## [Tasks to complete]
• 1. According to the text on the social and economic impacts of Covid-19 in Asia, how many people across Asia have been pushed into extreme poverty, per recent Asian Development Bank figures?
• 2. Continue the text on Covid-19's social and economic toll in Asia from its final sentence.

## [Source text]
──────

For nearly two years, people in every corner of the world have survived countless impacts of the Covid-19 pandemic. More than five million people have lost their lives. Health systems have been overwhelmed and started to bounce back. But much more needs to be done to address the social and economic impacts of Covid-19.
Across Asia, hundreds of millions have lost income due to lockdowns, businesses folding and local economies grinding to a halt. Livelihoods have been shattered, mental health issues exacerbated and education suspended for long periods.
We need to look below the surface to see the full extent of the social and economic impacts of the pandemic.Inequalities have skyrocketed. We must help families recover and rebuild together by investing in community-led solutions. If not, social and economic harms will continue to be felt for many years.
The scale of the crisis is beyond anything most of us have seen in our lifetimes. This Covid-19 pandemic has sparked the deepest economic recession in close to 100 years according to the Organisation for Economic Cooperation and Development.
After 30 years of big reductions in poverty, recent Asian Development Bank figures show that up to 80 million people have been pushed in to extreme poverty across Asia, due to the COVID-19 pandemic.
Somehow, migrant labourers, informal sector workers and women small producers have to try to survive on less than $1.90 (62.5 baht) a day.
New research by the International Federation of Red Cross Red Crescent Societies (IFRC) reveals that the global socioeconomic impact of Covid-19 has disproportionately affected women, people in urban areas and migrants, internally displaced people and refugees.
Millions of women have still been expected to run their households, while managing the extra burden of caring for extended family infected with Covid-19. Women have been at higher risk of infection as carers while working in risky daily-wage jobs.
Lockdowns and the resulting social isolation has exposed women to increased sexual and gender-based violence, often in their own families. It is shocking, though not surprising that the research indicates that women are experiencing serious mental health impacts to a greater degree than men.
Poverty rates in urban areas have grown, in some cases at a faster pace than in rural areas. In Afghanistan, poverty in urban areas escalated to 45.5% in 2019-20 and reached 55.2% in the initial lockdown period.
In the Philippines, the IFRC research shows that people most impacted, are daily wage earners including vendors and factory workers. People working in transport, food and the beauty industry have also suffered huge loss of livelihoods and income. Workers in many countries across Asia from Indonesia to India have suffered the same fate.

──────

## [Extracted records]
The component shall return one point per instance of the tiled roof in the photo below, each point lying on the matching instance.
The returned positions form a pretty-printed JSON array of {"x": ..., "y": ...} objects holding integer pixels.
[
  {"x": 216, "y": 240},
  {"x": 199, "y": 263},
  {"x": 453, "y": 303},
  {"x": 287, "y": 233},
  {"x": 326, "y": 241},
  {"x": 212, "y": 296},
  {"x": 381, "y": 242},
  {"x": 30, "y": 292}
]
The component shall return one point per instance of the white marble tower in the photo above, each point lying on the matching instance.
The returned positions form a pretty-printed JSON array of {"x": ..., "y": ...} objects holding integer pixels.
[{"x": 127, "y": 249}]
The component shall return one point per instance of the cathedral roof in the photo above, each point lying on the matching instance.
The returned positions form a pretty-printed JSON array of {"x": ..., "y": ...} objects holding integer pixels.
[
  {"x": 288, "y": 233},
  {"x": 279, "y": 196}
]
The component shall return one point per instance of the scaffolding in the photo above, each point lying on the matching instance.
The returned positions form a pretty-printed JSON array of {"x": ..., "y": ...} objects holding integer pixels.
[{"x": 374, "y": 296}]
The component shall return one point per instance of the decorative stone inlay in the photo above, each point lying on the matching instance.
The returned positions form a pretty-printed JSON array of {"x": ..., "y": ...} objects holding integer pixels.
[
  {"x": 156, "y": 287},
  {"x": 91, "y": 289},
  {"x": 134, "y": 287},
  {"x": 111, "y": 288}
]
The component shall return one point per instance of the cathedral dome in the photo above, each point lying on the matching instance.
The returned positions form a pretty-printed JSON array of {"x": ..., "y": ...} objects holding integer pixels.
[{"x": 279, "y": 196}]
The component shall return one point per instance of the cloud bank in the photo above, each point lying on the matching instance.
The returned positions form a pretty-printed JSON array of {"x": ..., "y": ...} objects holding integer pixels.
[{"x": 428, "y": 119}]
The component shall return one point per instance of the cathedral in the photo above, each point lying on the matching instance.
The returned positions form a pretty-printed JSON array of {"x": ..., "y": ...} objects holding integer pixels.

──────

## [Replies]
• 1. Up to 80 million people.

• 2.
The study finds that people on the move are more likely to lose jobs. In countries including Philippines, Nepal and Myanmar, the pandemic's impact on migrant-workers has triggered devastating impacts elsewhere in the world as much-needed funds have no longer been sent to their home countries.
The severe impacts and scale of the pandemic will continue to affect us all for years to come. To help people rebuild their lives we need to urgently shift focus and address longer-term economic and social recovery for people worst affected by this pandemic.
This is a huge opportunity to invest in fairer societies while tackling the growing risks from climate change. We need greater investment in inclusive public services such as healthcare, skills development and livelihoods, along with access to all types of education for children and young adults.
We can invest more in enriching and protecting communities, creating jobs and industries that eliminate climate emissions and reduce the devastating risks from disasters. Measures are already underway in Thailand, Vietnam, the Philippines and across Asia but much more action is needed.
We must help strengthen resilience in families already made vulnerable by having communities determine solutions. People from flood and typhoon-prone villages need to have a say in determining safer and more sustainable futures.
Yet ongoing global inequity of access to Covid-19 vaccines is threatening the economic recovery of many countries in Asia. The wealthiest countries have stockpiled vaccines, immunising their population faster, claiming victory for their recovery over the pandemic.
Canada has purchased up to 11 vaccine doses per person. Europe has procured around seven per person according to the Duke University's Vaccine Launch and Scale Speedometer. Whereas some countries in Asia have fully vaccinated less than 25% of their populations, stifling social and economic recovery.
Greater efforts are needed to achieve global and equitable vaccination rollouts, so that all countries can make progress on their social and economic recoveries.
We need much greater investment in healthcare. Continued public health measures such as mask-wearing and testing are more important than ever.
Covid-19 has wrought immense social and economic impacts. Yet we're only scratching the surface on the sheer scale of the challenges ahead. This pandemic of a lifetime comes with unique opportunities to invest in reducing poverty and hardships, putting Asia back on track for a more sustainable, fair future.
Subhendu Pratihari is Livelihoods Coordinator at International Federation of Red Crescent and Red Crescent Societies.